Data records
.....

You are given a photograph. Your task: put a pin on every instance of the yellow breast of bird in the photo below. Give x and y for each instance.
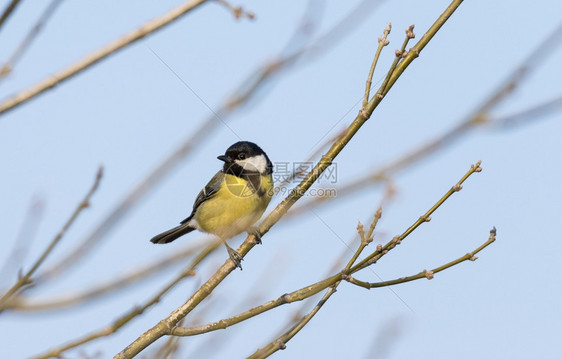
(236, 206)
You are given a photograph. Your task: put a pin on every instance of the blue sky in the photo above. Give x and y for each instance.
(130, 111)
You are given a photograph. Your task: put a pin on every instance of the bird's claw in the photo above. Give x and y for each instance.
(235, 257)
(256, 233)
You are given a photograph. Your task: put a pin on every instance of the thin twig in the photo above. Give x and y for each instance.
(243, 94)
(164, 326)
(281, 342)
(372, 258)
(382, 43)
(237, 11)
(25, 279)
(8, 66)
(425, 273)
(478, 117)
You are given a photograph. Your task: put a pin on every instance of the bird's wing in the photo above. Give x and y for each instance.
(206, 193)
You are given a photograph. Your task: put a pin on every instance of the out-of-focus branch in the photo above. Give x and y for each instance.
(425, 273)
(281, 341)
(23, 240)
(25, 279)
(66, 301)
(8, 66)
(7, 12)
(527, 115)
(98, 55)
(135, 311)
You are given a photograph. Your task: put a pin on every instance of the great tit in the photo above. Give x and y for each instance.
(233, 200)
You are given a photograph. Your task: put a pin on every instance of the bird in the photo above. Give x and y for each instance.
(233, 200)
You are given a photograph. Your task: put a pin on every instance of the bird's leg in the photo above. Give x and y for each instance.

.....

→ **ACTIVITY**
An exact copy of the entries, minus the pictures, is what to return.

→ **EXERCISE RESULT**
You are given a photograph. Your task: put a pin on every instance of the yellow breast of bird in the photo below. Give x and y for each instance.
(236, 206)
You are given a photograph. Your task: put a pin on every instance of the blue sky in the photo above. Give x and y for each instance.
(130, 111)
You are given a photograph. Your task: put a pin on every instance of the bird's claw in the photo above. Give x and y for each instance.
(235, 257)
(256, 233)
You are given a photograph. Your task: put a pin on every instance of the thin twig in the photo above. Give x and y for each instance.
(243, 94)
(164, 326)
(281, 342)
(372, 258)
(382, 43)
(237, 11)
(25, 279)
(8, 66)
(425, 273)
(478, 117)
You are given a photograph. Your task: put a pin on every instance of the bird's wing in the photo above. Give x and y for each instance.
(206, 193)
You are given a photograph. Your task: put a pin on every instance of the out-of-focus branch in the photo above. Give x and y for each instance.
(425, 273)
(281, 341)
(23, 240)
(25, 279)
(66, 301)
(8, 66)
(7, 12)
(527, 115)
(98, 55)
(135, 311)
You are given a photograph. Your task: put a pin on every instance of the great tit in the photo above. Give x and y for each instance.
(233, 200)
You are given a photograph. Your task: put a pin on every instance of the bird in the photo above. Give x and y for each instance.
(233, 200)
You are given a photograph. Your task: put a pin on every instance of the bird's leg in the photo above. Give x and y for each instance.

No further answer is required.